◆ **Selected text**:
AMR in Gram-positivesSunday, May 08, 2011, 12:30 - 13:30
Fusidic acid activity and coverage of Gram-positive pathogens associated with acute bacterial skin and skin structure infections in the USA (2008-2010)R. Jones*, D. Farrell, H. Sader, M. Castanheira (North Liberty, US)
Objectives: To determine the susceptibility (S) rates and activity of fusidic acid (FA; CEM-102) tested against Gram-positive pathogens that cause ABSSSI, isolated in the USA during 2008-2010 (16,033 strains) using CLSI reference broth microdilution methods and the EUCAST (<=1 mg/L) S breakpoint concentration.

(Extracted data entries)
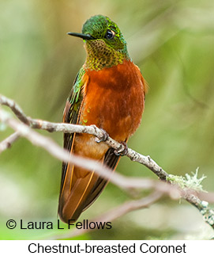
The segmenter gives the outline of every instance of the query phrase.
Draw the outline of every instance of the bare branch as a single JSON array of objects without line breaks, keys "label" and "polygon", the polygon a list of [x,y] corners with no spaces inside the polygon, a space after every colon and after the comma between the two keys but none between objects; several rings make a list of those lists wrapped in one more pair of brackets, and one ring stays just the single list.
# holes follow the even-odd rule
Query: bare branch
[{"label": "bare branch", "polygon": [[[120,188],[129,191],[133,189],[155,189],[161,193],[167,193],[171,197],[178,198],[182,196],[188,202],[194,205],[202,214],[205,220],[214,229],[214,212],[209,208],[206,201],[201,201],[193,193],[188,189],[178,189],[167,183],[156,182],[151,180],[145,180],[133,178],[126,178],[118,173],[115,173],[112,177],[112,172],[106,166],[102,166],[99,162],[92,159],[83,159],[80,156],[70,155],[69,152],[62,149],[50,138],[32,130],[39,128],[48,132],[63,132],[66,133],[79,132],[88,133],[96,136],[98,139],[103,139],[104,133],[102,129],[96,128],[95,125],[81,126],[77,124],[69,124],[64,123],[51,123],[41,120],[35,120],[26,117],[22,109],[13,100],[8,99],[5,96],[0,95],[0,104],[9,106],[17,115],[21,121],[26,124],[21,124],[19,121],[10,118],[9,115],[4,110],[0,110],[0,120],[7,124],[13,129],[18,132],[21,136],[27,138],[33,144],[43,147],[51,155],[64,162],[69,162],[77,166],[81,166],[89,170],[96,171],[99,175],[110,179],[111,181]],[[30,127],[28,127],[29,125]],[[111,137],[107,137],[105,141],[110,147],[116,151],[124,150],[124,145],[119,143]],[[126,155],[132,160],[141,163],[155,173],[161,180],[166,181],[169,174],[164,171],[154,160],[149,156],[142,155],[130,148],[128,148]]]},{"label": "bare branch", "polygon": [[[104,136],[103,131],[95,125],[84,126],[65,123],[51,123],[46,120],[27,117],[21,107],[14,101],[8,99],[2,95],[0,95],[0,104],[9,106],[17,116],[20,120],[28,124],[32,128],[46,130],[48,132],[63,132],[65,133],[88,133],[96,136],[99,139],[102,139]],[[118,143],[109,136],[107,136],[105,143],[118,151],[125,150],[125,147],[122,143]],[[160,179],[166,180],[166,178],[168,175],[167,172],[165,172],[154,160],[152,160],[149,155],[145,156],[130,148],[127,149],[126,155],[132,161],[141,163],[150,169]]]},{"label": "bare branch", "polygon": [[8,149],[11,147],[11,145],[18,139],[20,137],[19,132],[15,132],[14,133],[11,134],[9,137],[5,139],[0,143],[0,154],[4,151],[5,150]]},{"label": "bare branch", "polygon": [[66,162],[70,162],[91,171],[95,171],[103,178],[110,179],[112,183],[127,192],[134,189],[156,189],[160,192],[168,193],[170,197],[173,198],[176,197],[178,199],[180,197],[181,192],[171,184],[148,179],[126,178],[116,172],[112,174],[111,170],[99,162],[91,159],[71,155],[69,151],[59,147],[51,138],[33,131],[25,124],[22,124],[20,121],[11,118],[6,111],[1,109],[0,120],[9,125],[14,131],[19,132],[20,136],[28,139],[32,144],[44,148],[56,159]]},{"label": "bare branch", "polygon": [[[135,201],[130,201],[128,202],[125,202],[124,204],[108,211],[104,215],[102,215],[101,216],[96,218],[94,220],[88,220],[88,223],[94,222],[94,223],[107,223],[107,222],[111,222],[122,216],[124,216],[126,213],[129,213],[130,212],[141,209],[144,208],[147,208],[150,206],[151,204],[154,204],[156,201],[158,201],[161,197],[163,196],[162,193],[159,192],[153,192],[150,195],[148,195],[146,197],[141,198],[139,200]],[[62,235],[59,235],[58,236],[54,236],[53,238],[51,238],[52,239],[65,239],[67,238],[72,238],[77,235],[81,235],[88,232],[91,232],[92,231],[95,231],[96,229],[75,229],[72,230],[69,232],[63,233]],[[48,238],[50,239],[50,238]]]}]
==
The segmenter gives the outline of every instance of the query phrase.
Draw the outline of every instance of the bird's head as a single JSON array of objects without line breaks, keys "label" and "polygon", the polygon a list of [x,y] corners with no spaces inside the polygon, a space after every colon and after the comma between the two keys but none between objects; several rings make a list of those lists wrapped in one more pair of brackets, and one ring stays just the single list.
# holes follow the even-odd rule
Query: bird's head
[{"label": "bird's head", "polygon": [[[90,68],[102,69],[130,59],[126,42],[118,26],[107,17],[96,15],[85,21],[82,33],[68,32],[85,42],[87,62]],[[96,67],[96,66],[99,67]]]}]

◆ **Exercise**: According to the fusidic acid abstract, how many strains isolated in the USA during 2008-2010 were tested?

◆ **Response area**: 16,033 strains.